» Exercise description: Return each line of the data below unchanged, please.

BEGIN Data for this task

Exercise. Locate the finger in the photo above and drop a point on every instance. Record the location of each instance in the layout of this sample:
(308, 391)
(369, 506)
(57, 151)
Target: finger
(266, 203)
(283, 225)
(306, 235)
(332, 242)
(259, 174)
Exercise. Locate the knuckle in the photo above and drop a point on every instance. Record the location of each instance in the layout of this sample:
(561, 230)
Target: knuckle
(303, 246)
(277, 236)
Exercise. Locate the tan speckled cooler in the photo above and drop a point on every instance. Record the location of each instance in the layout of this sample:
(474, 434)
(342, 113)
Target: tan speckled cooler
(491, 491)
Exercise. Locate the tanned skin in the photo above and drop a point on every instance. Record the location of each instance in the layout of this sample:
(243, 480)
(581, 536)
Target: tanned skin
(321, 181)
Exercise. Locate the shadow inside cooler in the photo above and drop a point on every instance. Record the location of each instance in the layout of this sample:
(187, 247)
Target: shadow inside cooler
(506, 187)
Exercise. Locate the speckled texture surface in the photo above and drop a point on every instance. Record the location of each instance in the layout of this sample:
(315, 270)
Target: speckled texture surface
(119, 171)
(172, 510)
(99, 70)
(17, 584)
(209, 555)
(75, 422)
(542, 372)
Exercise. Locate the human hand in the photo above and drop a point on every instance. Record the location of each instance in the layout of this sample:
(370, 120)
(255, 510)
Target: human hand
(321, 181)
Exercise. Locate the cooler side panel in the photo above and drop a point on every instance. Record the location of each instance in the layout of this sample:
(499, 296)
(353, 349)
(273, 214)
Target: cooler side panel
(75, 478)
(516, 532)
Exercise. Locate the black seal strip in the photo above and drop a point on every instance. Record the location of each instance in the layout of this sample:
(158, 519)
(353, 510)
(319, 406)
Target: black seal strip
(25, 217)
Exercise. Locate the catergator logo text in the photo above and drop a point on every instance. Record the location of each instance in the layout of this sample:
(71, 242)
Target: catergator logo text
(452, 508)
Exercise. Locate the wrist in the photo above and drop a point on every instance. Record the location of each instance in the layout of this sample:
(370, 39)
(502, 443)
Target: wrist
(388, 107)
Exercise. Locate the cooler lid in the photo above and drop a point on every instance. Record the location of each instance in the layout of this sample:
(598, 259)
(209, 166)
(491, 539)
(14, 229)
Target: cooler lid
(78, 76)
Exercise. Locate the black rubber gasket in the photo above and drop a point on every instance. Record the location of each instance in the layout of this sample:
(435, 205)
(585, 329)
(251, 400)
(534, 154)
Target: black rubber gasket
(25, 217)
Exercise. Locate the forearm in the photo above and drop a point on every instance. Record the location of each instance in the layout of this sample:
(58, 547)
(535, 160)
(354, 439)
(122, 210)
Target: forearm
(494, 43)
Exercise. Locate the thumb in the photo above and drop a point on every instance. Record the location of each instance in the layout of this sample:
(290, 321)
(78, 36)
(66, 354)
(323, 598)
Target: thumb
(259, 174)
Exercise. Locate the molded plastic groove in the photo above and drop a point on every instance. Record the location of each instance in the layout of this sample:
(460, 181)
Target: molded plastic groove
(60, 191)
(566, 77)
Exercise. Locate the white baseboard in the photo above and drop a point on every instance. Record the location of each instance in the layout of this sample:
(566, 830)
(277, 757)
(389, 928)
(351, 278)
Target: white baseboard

END Data for this task

» Response to the task:
Exercise. Locate the finger in the photo above and drop a point on every instance. Record the location of each instance in the layout of this sample:
(308, 391)
(369, 506)
(57, 151)
Target: finger
(266, 203)
(283, 225)
(306, 235)
(332, 242)
(259, 174)
Exercise. Locate the knuckle in the photo above and drop a point on every instance. Record the location of each instance in the layout of this sample:
(561, 230)
Target: knuckle
(303, 246)
(277, 236)
Exercise. Locate the tan speckled cooler in the photo above and drop a point on every instance. Record the location of each instance in the layout of this sample:
(474, 434)
(342, 113)
Target: tan speckled cooler
(491, 491)
Exercise. Locate the tanned skin in the photo above and drop a point on every instance. Record the location of each instance in the layout of this sample:
(243, 480)
(581, 536)
Target: tanned skin
(321, 181)
Exercise. Locate the shadow inside cooler in the photo above and drop a point on every instance. Record the location of each instance in the layout of this sample:
(187, 247)
Target: shadow inside cooler
(506, 187)
Exercise. Locate the speckled texture surface in the photo above and drop a point on every instance. Record the location of each instance in the layout of this sample:
(315, 270)
Target: speckled texture surface
(119, 171)
(172, 510)
(99, 70)
(17, 584)
(209, 555)
(75, 422)
(542, 372)
Exercise. Locate the human hand in the photo above and drop a point on every instance. Record the location of each instance in the layout of this sample:
(370, 120)
(255, 510)
Target: human hand
(321, 181)
Exercise. Locate the cooler side panel in the photo above and drop a point on every instance. Record the location of each instance in the layout of this sample:
(499, 296)
(353, 349)
(273, 214)
Target: cooler side panel
(75, 478)
(516, 532)
Exercise. Locate the black seal strip in the photo above and drop a point on every instance. Record the location of each instance in the layout of this sample:
(158, 519)
(353, 510)
(319, 406)
Target: black seal strip
(25, 217)
Exercise. Locate the catergator logo text in the photo above and drop a point on every instance. Record the location of each instance in the layout of this sample:
(71, 242)
Target: catergator logo text
(452, 508)
Exercise. Locate the wrist in the photo above and drop a point on every instance. Record the location of each instance in the layout of this sample:
(370, 39)
(502, 443)
Target: wrist
(388, 107)
Exercise. Locate the cooler lid in the photo above and drop a point on every instance. Record the location of each instance in the layout of this sample:
(598, 259)
(209, 166)
(491, 539)
(14, 229)
Target: cooler lid
(78, 76)
Exercise. Locate the black rubber gasket in the photo above and drop a point on every instance. Record the location of each instance in the layout of this sample:
(435, 205)
(585, 329)
(251, 400)
(534, 154)
Target: black rubber gasket
(25, 217)
Exercise. Locate the forearm in the photo above and drop a point on every instance. Record the location of each instance in the layout of this sample:
(58, 547)
(535, 160)
(354, 439)
(122, 210)
Target: forearm
(494, 43)
Exercise. Locate the thumb in the photo above and drop a point on every instance. Record the location of each instance in the layout of this sample:
(290, 321)
(78, 36)
(66, 354)
(323, 598)
Target: thumb
(259, 174)
Exercise. Locate the molded plastic groove in the photo above and drop a point on every instance. Record the location of each instance in the layout of this sample:
(460, 181)
Target: molded plastic groove
(60, 191)
(566, 77)
Exercise. Locate the white baseboard in the photo above and drop a point on every instance. Record the location of each instance in the layout of this sample:
(566, 830)
(277, 757)
(389, 928)
(351, 278)
Target: white baseboard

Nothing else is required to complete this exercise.